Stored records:
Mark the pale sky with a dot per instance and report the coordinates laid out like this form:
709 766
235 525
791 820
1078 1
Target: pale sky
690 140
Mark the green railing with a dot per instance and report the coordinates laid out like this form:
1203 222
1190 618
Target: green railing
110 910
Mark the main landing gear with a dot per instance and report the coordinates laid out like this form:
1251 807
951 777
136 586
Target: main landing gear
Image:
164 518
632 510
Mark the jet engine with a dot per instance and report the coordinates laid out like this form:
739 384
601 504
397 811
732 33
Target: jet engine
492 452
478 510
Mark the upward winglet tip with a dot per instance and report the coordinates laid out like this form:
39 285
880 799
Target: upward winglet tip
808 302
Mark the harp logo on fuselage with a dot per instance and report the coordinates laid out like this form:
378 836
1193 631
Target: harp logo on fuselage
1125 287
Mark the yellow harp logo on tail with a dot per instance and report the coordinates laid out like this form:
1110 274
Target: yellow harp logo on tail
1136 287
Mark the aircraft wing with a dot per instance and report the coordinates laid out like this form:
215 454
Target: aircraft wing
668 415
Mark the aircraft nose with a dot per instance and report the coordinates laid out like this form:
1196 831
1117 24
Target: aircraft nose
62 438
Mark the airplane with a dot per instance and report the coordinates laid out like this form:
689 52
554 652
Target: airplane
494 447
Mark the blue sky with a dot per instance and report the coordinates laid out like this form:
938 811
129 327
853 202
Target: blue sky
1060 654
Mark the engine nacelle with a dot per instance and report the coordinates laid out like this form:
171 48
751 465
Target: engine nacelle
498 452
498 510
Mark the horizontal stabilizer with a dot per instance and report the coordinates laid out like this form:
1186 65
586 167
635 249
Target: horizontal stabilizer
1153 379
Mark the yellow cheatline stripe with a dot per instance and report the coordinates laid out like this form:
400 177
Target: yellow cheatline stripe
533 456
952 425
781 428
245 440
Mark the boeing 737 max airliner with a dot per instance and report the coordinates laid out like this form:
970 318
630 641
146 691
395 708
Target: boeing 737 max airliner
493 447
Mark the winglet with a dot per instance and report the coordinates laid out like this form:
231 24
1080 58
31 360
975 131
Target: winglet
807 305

** DIRECTIVE **
Give the listing as a numbered list, from the line containing "Mark the jet" through the final line, with both of those included. Omit any blank lines.

** SOLUTION TO THIS EXERCISE **
1. Mark the jet engine with a dot per instance and report the coordinates laid out like this form:
2. 739 384
3. 601 504
4. 397 811
5. 732 33
6. Target: jet engine
7. 492 452
8. 478 510
9. Mark the upward winglet tip with a dot per instance and report the coordinates laid out like this form:
10. 39 285
11. 880 799
12. Target: upward winglet tip
13. 808 302
14. Mark the harp logo on fuselage with a dot per instance and report the coordinates laid out like this form:
15. 378 836
16. 1193 631
17. Target: harp logo on fuselage
18. 1125 287
19. Mark the yellow harp logo on tail with a dot per instance and report the coordinates laid out like this form:
20. 1110 274
21. Target: yellow harp logo on tail
22. 1136 287
23. Mark the aircraft wing with a dot per instance and report the coordinates laid out like this form:
24. 215 454
25. Target: aircraft wing
26. 668 415
27. Mark the aircraft nose with a dot per instance and report the coordinates laid out like this form:
28. 1196 831
29. 1117 24
30. Target: aircraft nose
31. 62 438
32. Mark the airplane with a dot per instance and report the coordinates laid out like this form:
33. 689 52
34. 554 652
35. Target: airplane
36. 494 447
37. Mark the blue sky with a dot per instance and report the coordinates laid out like this form:
38. 938 811
39. 129 327
40. 853 202
41. Target: blue sky
42. 1060 654
43. Mark the engine nacelle with a dot per instance and report the coordinates laid out like this form:
44. 171 48
45. 751 465
46. Target: engine nacelle
47. 498 452
48. 498 510
49. Mark the horizontal stabilizer with a dot per instance and report the coordinates laid out like this form:
50. 1186 65
51. 586 167
52. 635 249
53. Target: horizontal stabilizer
54. 1153 379
55. Mark the yellow cheatline stripe with a dot per instance and report the coordinates laid out like this form:
56. 400 177
57. Target: yellow cheatline stripe
58. 533 456
59. 952 425
60. 781 428
61. 245 440
62. Mark the boeing 737 max airliner with a dot per instance and report the coordinates laid out like this form:
63. 970 318
64. 630 641
65. 146 691
66. 395 708
67. Target: boeing 737 max airliner
68. 493 447
69. Mark the winglet with a dot per instance and report the coordinates laid out like this form:
70. 231 24
71. 1080 58
72. 31 360
73. 975 131
74. Target: winglet
75. 807 305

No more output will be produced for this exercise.